The line that contains "target | white petal" and every line after it, down to the last one, must be restated word for word, with no pictures.

####################

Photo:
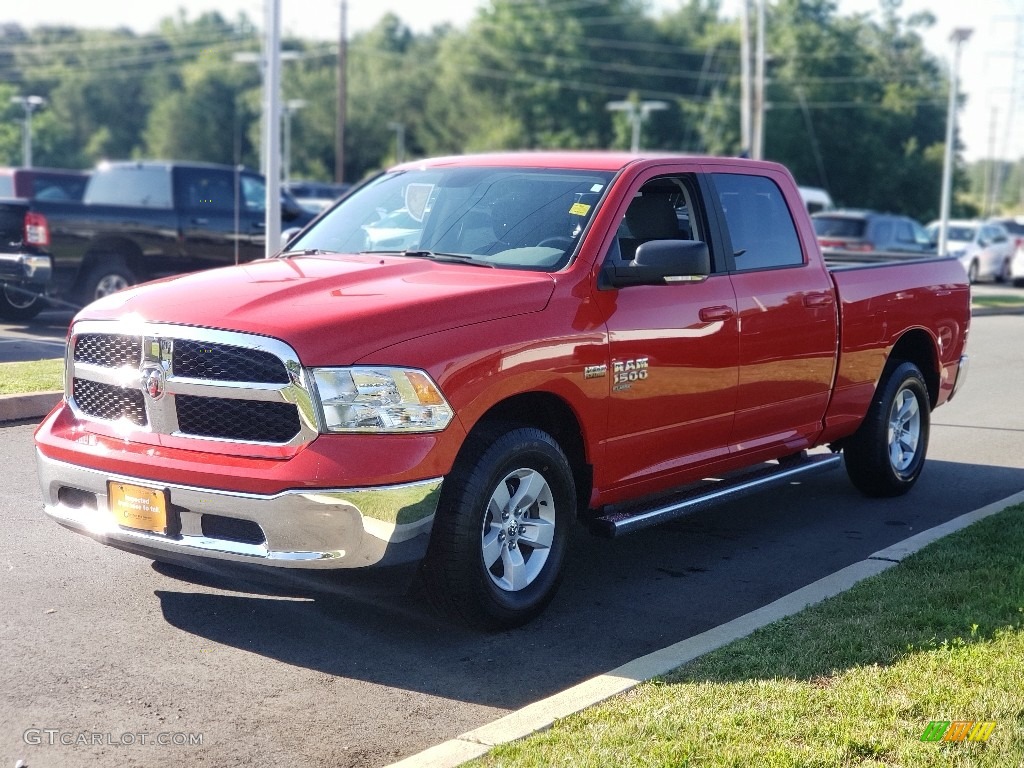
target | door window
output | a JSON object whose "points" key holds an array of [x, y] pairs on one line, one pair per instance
{"points": [[759, 222]]}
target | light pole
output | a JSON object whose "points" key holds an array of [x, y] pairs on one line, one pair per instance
{"points": [[30, 104], [637, 113], [957, 38], [399, 141], [291, 107]]}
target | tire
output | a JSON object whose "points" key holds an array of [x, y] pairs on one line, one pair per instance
{"points": [[495, 561], [105, 279], [16, 305], [885, 457]]}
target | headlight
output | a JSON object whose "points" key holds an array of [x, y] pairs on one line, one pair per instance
{"points": [[380, 399]]}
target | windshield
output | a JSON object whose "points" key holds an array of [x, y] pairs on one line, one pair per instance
{"points": [[510, 217], [956, 233]]}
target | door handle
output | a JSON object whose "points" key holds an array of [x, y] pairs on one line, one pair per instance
{"points": [[818, 300], [717, 313]]}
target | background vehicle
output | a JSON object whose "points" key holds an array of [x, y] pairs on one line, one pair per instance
{"points": [[556, 337], [141, 220], [867, 230], [42, 183], [984, 248], [25, 263], [816, 200]]}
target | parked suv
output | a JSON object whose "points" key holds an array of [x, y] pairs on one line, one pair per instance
{"points": [[869, 230], [984, 248], [42, 183]]}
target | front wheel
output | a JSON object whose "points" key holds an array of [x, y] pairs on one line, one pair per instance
{"points": [[885, 457], [496, 554]]}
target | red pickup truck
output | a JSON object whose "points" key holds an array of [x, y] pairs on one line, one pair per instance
{"points": [[467, 355]]}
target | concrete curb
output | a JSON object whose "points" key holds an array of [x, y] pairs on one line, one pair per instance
{"points": [[542, 715], [24, 407]]}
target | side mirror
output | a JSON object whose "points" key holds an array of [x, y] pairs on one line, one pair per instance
{"points": [[658, 262], [288, 235]]}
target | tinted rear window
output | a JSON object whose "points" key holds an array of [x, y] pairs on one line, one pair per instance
{"points": [[131, 185], [839, 226]]}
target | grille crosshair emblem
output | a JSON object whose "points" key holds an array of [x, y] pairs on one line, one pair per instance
{"points": [[153, 381]]}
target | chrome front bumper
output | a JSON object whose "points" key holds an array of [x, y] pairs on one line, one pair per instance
{"points": [[310, 528]]}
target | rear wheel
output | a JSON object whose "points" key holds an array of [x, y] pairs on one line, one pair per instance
{"points": [[18, 304], [886, 455], [500, 536]]}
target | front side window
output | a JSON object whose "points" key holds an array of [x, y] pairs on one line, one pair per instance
{"points": [[508, 217], [759, 221]]}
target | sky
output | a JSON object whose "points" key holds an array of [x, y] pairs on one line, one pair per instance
{"points": [[986, 70]]}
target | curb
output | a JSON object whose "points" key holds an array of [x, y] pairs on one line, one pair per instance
{"points": [[542, 715], [24, 407]]}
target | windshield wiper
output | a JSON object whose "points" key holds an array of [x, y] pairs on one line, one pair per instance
{"points": [[303, 252], [457, 258]]}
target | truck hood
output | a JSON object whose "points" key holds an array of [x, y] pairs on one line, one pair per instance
{"points": [[333, 309]]}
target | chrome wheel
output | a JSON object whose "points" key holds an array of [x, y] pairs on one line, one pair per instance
{"points": [[518, 529], [904, 430]]}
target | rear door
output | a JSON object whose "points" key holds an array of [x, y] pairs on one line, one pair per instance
{"points": [[787, 316]]}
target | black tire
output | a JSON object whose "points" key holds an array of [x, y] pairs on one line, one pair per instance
{"points": [[492, 563], [18, 305], [104, 279], [885, 457]]}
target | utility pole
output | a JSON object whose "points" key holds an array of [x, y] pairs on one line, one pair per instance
{"points": [[339, 151], [745, 138], [271, 126], [957, 38]]}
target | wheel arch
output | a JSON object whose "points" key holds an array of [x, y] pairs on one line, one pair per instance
{"points": [[552, 414], [916, 346]]}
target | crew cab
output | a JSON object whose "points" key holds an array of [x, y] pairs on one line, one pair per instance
{"points": [[141, 220], [548, 339]]}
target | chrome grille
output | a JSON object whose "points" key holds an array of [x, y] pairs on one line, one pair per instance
{"points": [[109, 350], [110, 402], [238, 420], [223, 363], [189, 382]]}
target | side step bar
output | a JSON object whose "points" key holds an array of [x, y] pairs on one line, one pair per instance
{"points": [[629, 519]]}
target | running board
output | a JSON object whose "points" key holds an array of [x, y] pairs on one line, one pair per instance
{"points": [[617, 522]]}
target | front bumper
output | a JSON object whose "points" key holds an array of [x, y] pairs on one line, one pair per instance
{"points": [[309, 528]]}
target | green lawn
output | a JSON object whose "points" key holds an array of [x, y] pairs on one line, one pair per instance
{"points": [[853, 681], [38, 376]]}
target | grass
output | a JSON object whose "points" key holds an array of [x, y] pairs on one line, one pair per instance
{"points": [[35, 376], [853, 681]]}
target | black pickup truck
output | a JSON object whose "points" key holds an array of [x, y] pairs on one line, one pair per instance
{"points": [[136, 221]]}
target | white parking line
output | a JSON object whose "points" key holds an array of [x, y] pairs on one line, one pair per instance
{"points": [[540, 715]]}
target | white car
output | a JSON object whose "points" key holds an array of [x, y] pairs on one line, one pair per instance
{"points": [[1017, 267], [984, 248]]}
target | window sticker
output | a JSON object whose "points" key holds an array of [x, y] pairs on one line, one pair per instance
{"points": [[417, 197]]}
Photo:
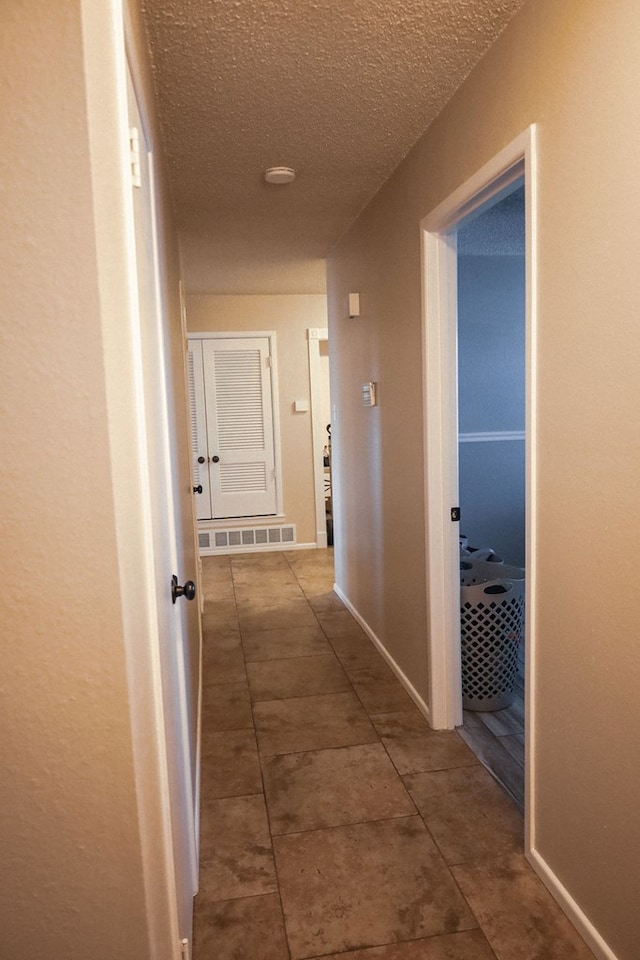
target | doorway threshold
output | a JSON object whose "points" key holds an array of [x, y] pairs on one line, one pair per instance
{"points": [[497, 739]]}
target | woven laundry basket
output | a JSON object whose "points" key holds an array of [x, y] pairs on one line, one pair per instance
{"points": [[491, 628]]}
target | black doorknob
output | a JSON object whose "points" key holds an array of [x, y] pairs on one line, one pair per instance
{"points": [[188, 590]]}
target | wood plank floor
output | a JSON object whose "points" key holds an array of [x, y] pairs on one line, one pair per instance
{"points": [[497, 739]]}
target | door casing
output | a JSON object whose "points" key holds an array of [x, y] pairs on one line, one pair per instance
{"points": [[439, 312]]}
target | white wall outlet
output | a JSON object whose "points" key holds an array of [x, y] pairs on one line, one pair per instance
{"points": [[369, 394]]}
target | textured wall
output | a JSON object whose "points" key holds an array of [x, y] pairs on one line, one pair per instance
{"points": [[573, 68], [69, 816]]}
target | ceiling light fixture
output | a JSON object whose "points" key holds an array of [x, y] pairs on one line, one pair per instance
{"points": [[280, 175]]}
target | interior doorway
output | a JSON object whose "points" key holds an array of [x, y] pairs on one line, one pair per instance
{"points": [[320, 389], [491, 481], [497, 179]]}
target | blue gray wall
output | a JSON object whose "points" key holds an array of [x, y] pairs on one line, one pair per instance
{"points": [[491, 386]]}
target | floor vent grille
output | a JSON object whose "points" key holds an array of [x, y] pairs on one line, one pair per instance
{"points": [[246, 538]]}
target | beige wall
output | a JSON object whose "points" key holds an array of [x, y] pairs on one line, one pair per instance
{"points": [[573, 68], [290, 316], [73, 862]]}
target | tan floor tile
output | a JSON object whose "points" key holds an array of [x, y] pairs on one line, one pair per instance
{"points": [[272, 613], [230, 765], [284, 643], [222, 660], [217, 609], [467, 813], [414, 747], [215, 590], [311, 723], [305, 559], [328, 788], [296, 677], [220, 628], [469, 945], [319, 591], [339, 623], [250, 928], [356, 651], [268, 589], [516, 912], [226, 706], [379, 693], [216, 570], [365, 885], [235, 849]]}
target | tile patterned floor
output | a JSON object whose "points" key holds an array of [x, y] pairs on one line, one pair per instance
{"points": [[334, 822]]}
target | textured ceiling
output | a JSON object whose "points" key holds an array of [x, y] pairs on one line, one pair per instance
{"points": [[338, 89]]}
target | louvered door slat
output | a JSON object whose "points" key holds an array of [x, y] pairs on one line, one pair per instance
{"points": [[240, 426]]}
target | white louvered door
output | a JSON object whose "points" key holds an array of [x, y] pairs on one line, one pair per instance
{"points": [[234, 378]]}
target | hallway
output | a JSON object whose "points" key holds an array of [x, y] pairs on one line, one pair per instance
{"points": [[333, 819]]}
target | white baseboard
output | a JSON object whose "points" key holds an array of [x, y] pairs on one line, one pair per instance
{"points": [[578, 918], [384, 653]]}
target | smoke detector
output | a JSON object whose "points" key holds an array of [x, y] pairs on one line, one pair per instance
{"points": [[280, 175]]}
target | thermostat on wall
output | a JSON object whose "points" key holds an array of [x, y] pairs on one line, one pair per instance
{"points": [[369, 394]]}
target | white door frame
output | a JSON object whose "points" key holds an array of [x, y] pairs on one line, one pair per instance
{"points": [[169, 633], [106, 32], [440, 417], [318, 429]]}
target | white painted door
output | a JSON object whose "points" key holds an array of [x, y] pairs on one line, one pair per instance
{"points": [[171, 633], [237, 470]]}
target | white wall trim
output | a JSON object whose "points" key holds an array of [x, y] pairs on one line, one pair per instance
{"points": [[382, 650], [492, 436], [579, 919], [318, 429]]}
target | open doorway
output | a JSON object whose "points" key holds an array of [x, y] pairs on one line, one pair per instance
{"points": [[500, 177], [491, 483], [318, 343]]}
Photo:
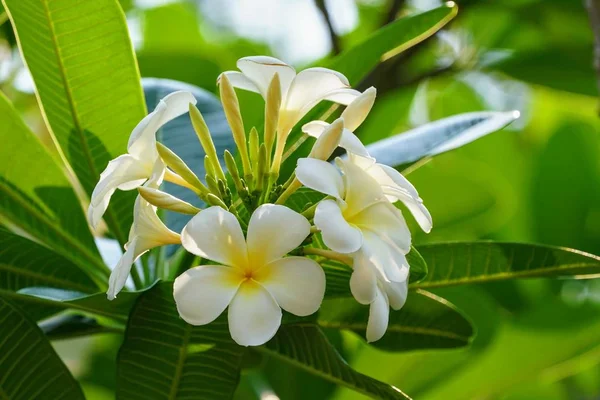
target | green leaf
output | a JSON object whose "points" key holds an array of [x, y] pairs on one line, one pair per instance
{"points": [[179, 136], [37, 199], [458, 263], [568, 69], [438, 137], [30, 367], [425, 322], [163, 357], [81, 59], [46, 301], [391, 40], [25, 263], [306, 347]]}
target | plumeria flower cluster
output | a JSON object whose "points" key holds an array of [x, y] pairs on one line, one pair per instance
{"points": [[259, 256]]}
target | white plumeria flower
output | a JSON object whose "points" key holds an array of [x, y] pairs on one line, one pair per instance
{"points": [[254, 279], [389, 294], [299, 92], [131, 170], [360, 221], [395, 186], [147, 232]]}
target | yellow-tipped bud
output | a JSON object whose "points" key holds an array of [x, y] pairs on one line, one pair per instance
{"points": [[233, 170], [206, 140], [272, 105], [328, 141], [357, 111], [215, 201], [253, 145], [166, 201], [231, 107], [173, 161]]}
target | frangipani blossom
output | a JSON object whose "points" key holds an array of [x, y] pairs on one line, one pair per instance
{"points": [[254, 279], [360, 221], [131, 170], [395, 186], [389, 294], [299, 92], [147, 232]]}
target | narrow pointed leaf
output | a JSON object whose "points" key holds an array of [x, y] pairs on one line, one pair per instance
{"points": [[81, 59], [307, 348], [425, 322], [439, 136], [30, 367], [459, 263], [179, 136], [391, 40], [25, 263], [163, 357], [37, 199]]}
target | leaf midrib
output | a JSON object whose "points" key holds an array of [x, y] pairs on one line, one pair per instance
{"points": [[397, 329], [78, 127], [539, 272]]}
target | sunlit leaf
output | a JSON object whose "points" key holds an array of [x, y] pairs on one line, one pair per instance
{"points": [[439, 136], [425, 322], [30, 367], [163, 357], [81, 60], [37, 199], [306, 347], [458, 263]]}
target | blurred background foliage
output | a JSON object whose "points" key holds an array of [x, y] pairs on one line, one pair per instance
{"points": [[536, 181]]}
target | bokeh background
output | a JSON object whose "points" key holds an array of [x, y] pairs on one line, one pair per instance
{"points": [[536, 181]]}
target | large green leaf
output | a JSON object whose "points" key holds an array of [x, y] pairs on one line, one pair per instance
{"points": [[25, 263], [37, 199], [163, 357], [457, 263], [439, 136], [391, 40], [425, 322], [81, 59], [30, 369], [306, 347]]}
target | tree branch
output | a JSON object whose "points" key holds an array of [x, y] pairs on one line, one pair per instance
{"points": [[335, 40], [593, 8]]}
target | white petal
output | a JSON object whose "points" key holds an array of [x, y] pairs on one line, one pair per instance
{"points": [[385, 221], [261, 69], [142, 142], [239, 80], [321, 176], [274, 231], [203, 293], [401, 189], [387, 258], [254, 315], [350, 142], [357, 111], [379, 314], [150, 228], [296, 283], [397, 293], [216, 234], [363, 282], [119, 274], [337, 233], [313, 85], [125, 172], [361, 189]]}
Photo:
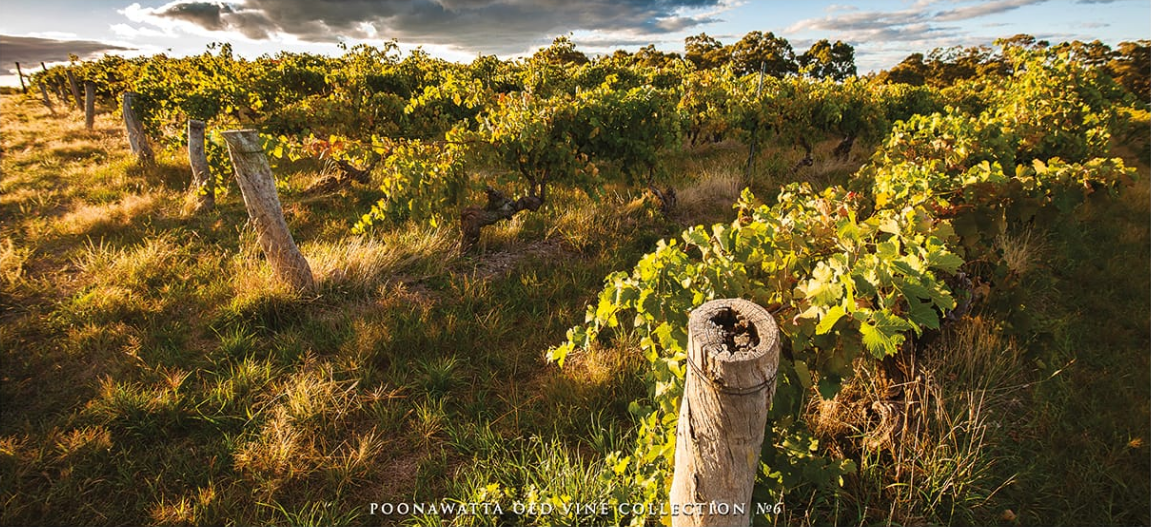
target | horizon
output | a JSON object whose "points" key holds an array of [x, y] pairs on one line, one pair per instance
{"points": [[882, 32]]}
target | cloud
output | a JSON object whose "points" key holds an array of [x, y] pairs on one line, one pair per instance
{"points": [[983, 9], [922, 23], [33, 50], [488, 25]]}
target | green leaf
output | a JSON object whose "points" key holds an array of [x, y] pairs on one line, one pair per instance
{"points": [[876, 341], [830, 319], [803, 374], [923, 313]]}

####################

**WRITTEN RESPONSE:**
target | white petal
output | a JSON object whose "points" key holds an array of [x, y] pairs on one line, one pair per instance
{"points": [[385, 221], [261, 69], [142, 142], [239, 80], [321, 176], [274, 231], [203, 293], [401, 189], [387, 258], [254, 315], [350, 142], [357, 111], [379, 314], [150, 228], [296, 283], [397, 293], [216, 234], [363, 282], [119, 274], [337, 233], [313, 85], [125, 172], [361, 189]]}
Photo:
target | horizon
output | a JSON object whose "points" key holds an array of [x, y] pairs on one line, one pair per instance
{"points": [[882, 32]]}
target | cloud
output | a JSON object whose "points" key holds an array of [x, y] pairs on one line, one pair per instance
{"points": [[983, 9], [922, 23], [33, 50], [488, 25]]}
target | green leaf
output | a JSON object whose "points" key holds an array of [x, y] pairs on one line, one pair per instance
{"points": [[876, 341], [830, 319], [803, 374], [923, 313]]}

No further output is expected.